### Supplied text:

I didn't think I had to distinguish between industrial water treatment plant skimmers and aquarium skimmers.  Lol, though I'm sure everyone would love to have multi million dollar skimmers on their FW tanks. It would require one hell of a bubble trap! Even those giant 6' tall aquarium skimmers would work on a FW, but only to a small degree that it would on SW. Aquarium skimmers are expensive enough to have not work efficiently on your FW tanks.

Just like waterfalls, you can sometimes see it on the shorelines where waves constantly crash. It happens in many areas of the great lakes, no doubt there is lots in that water that could be skimmed.


----------



## adrenaline (Jan 17, 2011)

you don't need a surface skimmer to remove the oily film. sufficient surface agitation is all you need to avoid that. Basically surface agitation allows it to be borken up and removed through regular filtration. 

Don't get me wrong here as surface extractors will always help... Just saying they are not necessary to avoid the oily surface residue. I use power heads for additional surface aggitation in my larger tanks to prevent this. In smaller tanks the mail filter (usually has a spray bar) tends to be enough.

Source rows

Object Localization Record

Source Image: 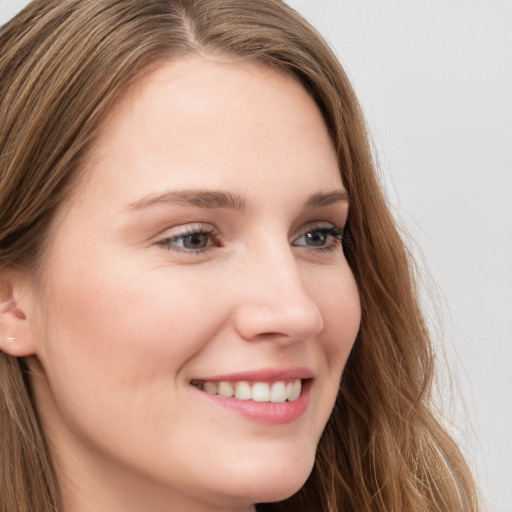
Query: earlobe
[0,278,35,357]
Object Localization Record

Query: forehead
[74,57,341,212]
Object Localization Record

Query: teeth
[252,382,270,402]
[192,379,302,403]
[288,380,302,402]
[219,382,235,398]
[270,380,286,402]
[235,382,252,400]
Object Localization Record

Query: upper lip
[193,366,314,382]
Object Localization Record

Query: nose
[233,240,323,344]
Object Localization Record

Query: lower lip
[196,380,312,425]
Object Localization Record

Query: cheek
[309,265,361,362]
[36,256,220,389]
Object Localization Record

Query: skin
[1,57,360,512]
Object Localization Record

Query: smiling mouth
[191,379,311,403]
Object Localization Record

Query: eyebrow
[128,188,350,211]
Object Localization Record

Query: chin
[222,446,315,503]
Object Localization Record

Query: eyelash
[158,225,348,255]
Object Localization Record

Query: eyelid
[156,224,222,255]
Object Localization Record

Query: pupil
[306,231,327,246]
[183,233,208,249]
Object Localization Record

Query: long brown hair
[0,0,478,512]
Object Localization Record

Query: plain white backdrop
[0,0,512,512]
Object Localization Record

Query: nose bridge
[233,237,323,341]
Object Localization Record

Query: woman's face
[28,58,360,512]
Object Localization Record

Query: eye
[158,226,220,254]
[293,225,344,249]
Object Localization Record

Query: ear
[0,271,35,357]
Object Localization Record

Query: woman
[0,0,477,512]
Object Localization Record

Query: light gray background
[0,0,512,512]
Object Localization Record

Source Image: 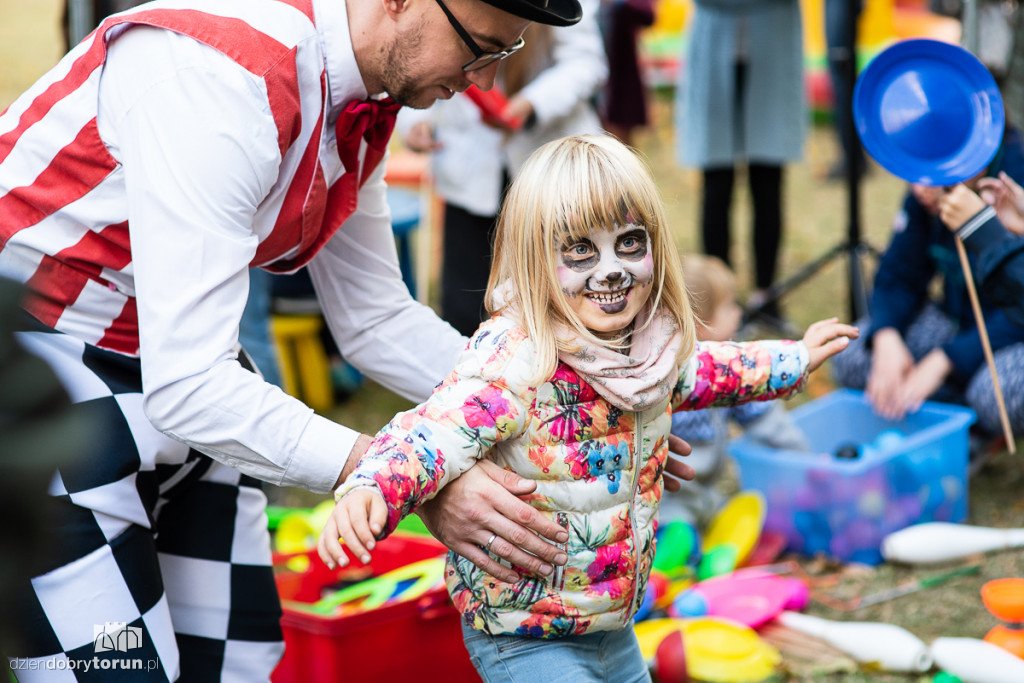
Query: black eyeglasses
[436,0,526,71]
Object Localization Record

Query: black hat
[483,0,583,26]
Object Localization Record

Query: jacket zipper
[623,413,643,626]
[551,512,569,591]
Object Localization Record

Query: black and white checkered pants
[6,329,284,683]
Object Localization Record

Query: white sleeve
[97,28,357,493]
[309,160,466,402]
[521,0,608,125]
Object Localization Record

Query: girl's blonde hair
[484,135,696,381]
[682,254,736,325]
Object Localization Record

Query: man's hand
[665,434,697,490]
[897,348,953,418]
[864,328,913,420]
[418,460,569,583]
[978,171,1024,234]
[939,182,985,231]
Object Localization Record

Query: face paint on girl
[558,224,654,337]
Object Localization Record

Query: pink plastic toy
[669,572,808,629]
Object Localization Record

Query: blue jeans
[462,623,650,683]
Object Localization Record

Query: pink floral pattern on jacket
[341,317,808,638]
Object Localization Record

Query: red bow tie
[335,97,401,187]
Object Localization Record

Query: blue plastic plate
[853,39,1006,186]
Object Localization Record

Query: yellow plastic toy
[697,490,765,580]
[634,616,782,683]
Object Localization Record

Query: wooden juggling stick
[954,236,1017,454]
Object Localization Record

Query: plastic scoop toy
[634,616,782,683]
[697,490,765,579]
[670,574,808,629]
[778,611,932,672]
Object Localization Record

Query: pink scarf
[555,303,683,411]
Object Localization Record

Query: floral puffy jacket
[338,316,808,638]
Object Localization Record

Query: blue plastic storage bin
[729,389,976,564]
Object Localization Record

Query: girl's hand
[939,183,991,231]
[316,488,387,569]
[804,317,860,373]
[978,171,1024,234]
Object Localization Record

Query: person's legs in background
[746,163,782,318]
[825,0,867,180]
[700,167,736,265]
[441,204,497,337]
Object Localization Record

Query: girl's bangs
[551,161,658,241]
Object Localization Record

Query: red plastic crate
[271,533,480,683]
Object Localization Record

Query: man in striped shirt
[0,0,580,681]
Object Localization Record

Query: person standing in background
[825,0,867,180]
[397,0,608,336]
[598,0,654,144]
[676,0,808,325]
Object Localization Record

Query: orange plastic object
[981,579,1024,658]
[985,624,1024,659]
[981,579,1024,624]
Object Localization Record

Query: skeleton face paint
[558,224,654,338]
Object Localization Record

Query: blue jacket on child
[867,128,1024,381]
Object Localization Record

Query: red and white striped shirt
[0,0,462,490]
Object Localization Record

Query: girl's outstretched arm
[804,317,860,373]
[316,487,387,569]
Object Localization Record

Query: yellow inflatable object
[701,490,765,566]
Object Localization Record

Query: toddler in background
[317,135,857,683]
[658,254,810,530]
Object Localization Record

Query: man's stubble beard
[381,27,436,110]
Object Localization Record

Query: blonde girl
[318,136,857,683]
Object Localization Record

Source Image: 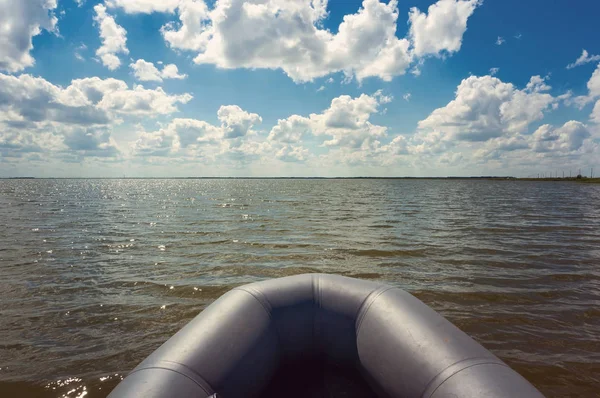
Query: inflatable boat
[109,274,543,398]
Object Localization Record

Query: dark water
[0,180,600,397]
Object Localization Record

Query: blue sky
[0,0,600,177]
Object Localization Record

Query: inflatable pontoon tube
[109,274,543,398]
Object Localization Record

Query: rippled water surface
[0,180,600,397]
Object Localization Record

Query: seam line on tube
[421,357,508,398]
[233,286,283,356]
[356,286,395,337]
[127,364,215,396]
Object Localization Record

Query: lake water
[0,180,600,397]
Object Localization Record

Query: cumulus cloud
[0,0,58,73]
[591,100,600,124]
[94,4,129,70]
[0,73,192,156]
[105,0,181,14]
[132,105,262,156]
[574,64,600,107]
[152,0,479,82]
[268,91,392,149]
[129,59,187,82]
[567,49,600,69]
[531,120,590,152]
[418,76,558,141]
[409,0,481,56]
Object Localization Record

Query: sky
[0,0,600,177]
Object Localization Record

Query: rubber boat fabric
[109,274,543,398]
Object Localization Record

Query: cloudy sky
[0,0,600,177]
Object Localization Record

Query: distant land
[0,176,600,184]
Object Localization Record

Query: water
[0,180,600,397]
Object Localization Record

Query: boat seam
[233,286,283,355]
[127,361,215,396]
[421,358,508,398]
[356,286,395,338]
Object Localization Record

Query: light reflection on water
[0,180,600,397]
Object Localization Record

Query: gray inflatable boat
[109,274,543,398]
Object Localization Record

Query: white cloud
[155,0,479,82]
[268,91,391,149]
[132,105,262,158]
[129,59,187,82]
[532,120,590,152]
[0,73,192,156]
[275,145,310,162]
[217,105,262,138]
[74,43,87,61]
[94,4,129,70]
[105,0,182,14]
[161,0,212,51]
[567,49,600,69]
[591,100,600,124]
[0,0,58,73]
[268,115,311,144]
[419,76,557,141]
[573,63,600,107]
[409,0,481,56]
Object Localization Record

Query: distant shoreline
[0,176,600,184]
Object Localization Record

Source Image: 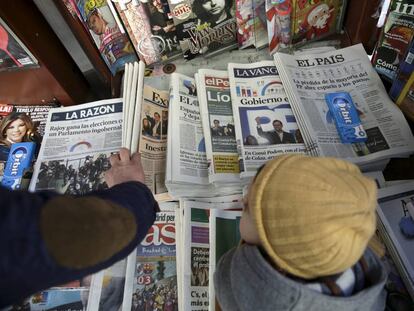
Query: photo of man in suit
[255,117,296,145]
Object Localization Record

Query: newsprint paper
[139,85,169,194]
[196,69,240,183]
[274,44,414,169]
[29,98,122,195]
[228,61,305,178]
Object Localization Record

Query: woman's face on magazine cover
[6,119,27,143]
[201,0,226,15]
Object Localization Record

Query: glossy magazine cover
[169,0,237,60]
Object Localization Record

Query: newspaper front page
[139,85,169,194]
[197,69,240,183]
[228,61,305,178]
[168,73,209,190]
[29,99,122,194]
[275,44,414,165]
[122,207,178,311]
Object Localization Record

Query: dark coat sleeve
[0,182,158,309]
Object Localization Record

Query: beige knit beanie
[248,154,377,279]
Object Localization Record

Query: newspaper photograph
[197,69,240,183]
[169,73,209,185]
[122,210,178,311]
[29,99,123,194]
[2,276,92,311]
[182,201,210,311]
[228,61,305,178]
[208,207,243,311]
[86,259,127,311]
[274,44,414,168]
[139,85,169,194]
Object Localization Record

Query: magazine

### Exercise instructions:
Update the skimmer thread starting with "I didn't think" and going on through "could be skimmed.", putting "foam trap" in place of "bubble trap". Work from the skimmer thread alone.

### Full answer:
I didn't think I had to distinguish between industrial water treatment plant skimmers and aquarium skimmers.  Lol, though I'm sure everyone would love to have multi million dollar skimmers on their FW tanks. It would require one hell of a foam trap! Even those giant 6' tall aquarium skimmers would work on a FW, but only to a small degree that it would on SW. Aquarium skimmers are expensive enough to have not work efficiently on your FW tanks.

Just like waterfalls, you can sometimes see it on the shorelines where waves constantly crash. It happens in many areas of the great lakes, no doubt there is lots in that water that could be skimmed.